> **Daftar Tugas**
**a)** Dalam bacaan tentang Asma dan langit, di mana penulis sedang duduk ketika Asma datang menghampirinya?
**b)** Teruskan bacaan tentang Asma dan langit itu, dimulai setelah kalimat terakhirnya.

> **Bacaan**

┏━━

Tiba-tiba saya jadi ingat percakapan saya dengan Asma (anak perempuan syaikh). Percakapan yang tidak jelas arahnya, karena bahasa ibu kami berbeda. Tapi namanya anak kecil, ia akan menganggap saya mengerti sepenuhnya apa yang ia katakan. Sore itu saya tengah duduk di depan asrama guru, lalu bocah kecil itu datang dan tahu-tahu duduk di samping saya. Dia mengatakan beberapa hal –dengan bahasa arab, tentu saja- yang kira-kira begini:

“Lihat langitnya!” matanya berbinar, lantas menunjuk langit

“Ya?”

“Aku suka langitnya, cantiik sekali. Ya kan?”

Lalu saya speechless. Rasanya ingin bilang banyak hal, tapi miris memang, anak ini tidak mengerti bahasa Indonesia. Dan saya tidak tahu bagaimana mengungkapkan isi kepala saya dengan Bahasa Arab.

"Iya, aku juga. Kenapa Asma suka langitnya?" Jawab saya sambil nyengir mengingat Bahasa Arab saya yang acak-acakan. Namun Asma terlihat tidak terlalu peduli dengan saya yang tidak banyak bicara. Kemudian dia meneruskan kata-katanya, banyak. Berkalimat-kalimat, dan sesungguhnya saya tidak mengerti. Tapi saya rasa dia membicarakan hal yang menyenangkan. Matanya berbinar. :)

Memandang langit di ranah ini memang selalu saja mengasyikkan. Apalagi jika subuh pagi bulan masih bertengger di singgasananya. Jarak bangunan yang berjauhan, jalanan lebar, menjadi fasilitas pendukung bagi siapa-siapa yang mau menikmati jamuan langit di Insan Cendekia.

┗━━

> **Data yang Diberikan**

┏━━

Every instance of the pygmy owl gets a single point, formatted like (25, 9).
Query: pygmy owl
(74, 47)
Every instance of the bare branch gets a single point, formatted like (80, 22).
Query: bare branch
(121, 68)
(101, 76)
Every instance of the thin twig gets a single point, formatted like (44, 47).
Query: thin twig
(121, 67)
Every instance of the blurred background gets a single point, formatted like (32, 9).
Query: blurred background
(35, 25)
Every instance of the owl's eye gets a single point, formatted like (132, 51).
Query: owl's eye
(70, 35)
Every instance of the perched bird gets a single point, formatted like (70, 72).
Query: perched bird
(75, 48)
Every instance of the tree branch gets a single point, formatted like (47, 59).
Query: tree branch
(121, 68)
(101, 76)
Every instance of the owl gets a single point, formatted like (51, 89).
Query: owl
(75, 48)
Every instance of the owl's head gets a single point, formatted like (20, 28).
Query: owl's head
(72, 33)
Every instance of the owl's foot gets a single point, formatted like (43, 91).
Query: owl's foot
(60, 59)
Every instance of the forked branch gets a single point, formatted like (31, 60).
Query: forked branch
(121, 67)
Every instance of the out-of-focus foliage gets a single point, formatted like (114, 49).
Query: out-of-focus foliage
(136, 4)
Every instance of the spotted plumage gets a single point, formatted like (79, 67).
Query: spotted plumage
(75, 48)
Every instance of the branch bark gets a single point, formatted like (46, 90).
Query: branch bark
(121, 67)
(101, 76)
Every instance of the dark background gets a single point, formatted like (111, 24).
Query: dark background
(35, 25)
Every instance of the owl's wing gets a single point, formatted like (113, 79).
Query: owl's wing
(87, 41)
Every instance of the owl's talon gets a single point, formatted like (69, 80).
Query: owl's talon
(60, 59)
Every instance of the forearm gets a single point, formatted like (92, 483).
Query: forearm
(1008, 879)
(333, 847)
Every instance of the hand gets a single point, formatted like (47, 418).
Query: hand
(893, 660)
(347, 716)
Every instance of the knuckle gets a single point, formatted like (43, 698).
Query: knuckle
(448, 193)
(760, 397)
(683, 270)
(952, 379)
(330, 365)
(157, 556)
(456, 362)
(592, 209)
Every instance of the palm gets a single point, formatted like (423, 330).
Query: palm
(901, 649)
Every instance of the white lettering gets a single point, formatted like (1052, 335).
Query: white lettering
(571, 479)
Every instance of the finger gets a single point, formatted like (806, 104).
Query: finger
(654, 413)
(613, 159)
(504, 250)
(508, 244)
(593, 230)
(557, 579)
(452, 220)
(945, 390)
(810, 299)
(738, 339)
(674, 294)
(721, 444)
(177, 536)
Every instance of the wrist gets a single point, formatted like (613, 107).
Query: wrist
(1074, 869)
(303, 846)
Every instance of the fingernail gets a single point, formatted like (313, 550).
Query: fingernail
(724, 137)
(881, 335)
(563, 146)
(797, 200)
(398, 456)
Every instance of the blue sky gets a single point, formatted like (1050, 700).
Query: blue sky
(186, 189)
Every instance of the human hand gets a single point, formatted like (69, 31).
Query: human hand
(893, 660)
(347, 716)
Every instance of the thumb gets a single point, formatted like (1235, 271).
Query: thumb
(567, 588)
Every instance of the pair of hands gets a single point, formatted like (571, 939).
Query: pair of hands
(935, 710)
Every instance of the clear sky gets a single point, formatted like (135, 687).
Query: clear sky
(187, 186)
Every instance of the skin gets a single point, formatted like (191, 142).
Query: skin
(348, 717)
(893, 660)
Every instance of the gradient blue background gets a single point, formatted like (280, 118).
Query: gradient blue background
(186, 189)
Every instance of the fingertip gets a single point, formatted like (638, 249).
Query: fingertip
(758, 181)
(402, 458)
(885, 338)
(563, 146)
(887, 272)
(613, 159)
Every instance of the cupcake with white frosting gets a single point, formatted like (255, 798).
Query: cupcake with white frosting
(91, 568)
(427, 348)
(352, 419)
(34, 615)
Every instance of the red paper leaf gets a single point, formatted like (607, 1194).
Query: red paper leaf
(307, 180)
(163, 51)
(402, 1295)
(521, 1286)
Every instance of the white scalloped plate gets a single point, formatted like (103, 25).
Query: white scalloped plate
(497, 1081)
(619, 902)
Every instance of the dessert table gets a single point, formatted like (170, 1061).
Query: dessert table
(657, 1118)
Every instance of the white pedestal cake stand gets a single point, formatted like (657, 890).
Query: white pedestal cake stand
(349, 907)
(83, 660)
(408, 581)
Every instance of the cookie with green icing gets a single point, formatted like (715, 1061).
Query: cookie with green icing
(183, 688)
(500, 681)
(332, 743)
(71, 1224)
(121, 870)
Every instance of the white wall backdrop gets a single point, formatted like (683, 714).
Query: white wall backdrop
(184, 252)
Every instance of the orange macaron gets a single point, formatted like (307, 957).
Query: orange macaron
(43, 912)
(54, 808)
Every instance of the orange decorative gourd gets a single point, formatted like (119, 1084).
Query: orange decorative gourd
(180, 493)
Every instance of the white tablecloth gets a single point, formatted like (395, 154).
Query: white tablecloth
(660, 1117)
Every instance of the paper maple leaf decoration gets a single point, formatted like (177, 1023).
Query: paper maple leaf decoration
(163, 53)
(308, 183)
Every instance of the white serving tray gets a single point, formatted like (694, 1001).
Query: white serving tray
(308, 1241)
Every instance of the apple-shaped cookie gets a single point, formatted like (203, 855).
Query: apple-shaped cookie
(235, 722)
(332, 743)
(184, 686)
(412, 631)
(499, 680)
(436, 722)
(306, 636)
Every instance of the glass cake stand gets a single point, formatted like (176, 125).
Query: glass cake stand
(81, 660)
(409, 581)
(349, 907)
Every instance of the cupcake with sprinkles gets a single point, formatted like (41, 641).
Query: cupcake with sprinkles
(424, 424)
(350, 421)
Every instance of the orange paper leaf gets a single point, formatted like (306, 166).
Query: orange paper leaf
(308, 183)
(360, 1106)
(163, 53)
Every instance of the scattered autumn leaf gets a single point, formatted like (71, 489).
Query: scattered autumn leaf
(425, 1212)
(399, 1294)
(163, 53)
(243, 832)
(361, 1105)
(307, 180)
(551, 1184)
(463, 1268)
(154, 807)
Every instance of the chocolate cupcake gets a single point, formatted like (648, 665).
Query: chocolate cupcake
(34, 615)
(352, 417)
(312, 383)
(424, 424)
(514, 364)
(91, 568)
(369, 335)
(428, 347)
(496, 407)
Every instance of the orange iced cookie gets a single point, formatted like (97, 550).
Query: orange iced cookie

┗━━

> **Jawaban Soal**
**a)** Di depan asrama guru.

**b)**
Langit sore itu juga, yang menjadi salah satu penghibur kami. Di koridor depan ruang guru. Masa-masa remedial yang mungkin saat itu rasanya agak menyedihkan, memang. Tapi masa-masa itulah yang mengajarkan saya tentang makna berjuang. Tentang esensi kejujuran. Yang juga saya rindukan adalah ujian di Insan Cendekia. Didikan ustadz-ustadzah, agar kami memahami esensi pengawasan. Bahwa yang Maha Mengawasi adalah Allah. Maka tidak heran, jika masa ujian cukuplah para insan itu duduk manis, mengerjakan dengan baik. Hening. Ketika mendapati ujian yang sulit, diam-diam saling menerka dalam hati, “Ini cuma saya doang yang merasa susah, apa emang susah beneran?” dan barulah ramai itu pecah ketika waktu ujian usai. Barulah saling tanya-menanya perihal jawaban. Tanpa ada pengawas ujian. Toh meski kadang kita lupa kehadiran mereka, pengawas kanan-kiri selalu siap sedia mencatat setiap amal kebaikan dan pelanggaran yang dilakukan. Bukan begitu?

Kalau ditanya apa cita-cita saya, saya akan menjawab ingin menjadi seorang guru, seorang pendidik. Tidak bisa dipungkiri, lingkungan menjadi salah satu motivasi saya. Sejak kecil saya biasa berhadapan dengan para guru; sebut saja kedua orangtua saya (yang membicarakan keduanya bukan perihal mudah sebab teramat istimewa..). Inspirator-inspirator ulung yang sedikit-banyak mempengaruhi pola fikir saya pun adalah guru. Meski secara luas, semua orang adalah guru, alam raya adalah sekolahnya (Semua orang itu guru, alam raya sekolahku –Pontoh- tertulis di koridor lantai dua gedung pendidikan Insan Cendekia).  Sayang, rasanya menyebutkan satu per satu ustadz-ustadzah, guru-guru terbaik saya, tidak mudah diungkapkan dalam satu waktu. Karena begitu menyebutkan satu nama, maka bukan hanya nama yang akan saya kabarkan, melainkan bagaimana kesan saya, kisah saya, persepsi saya terhadap beliau. Dan itu membutuhkan halaman yang (sangat) panjang.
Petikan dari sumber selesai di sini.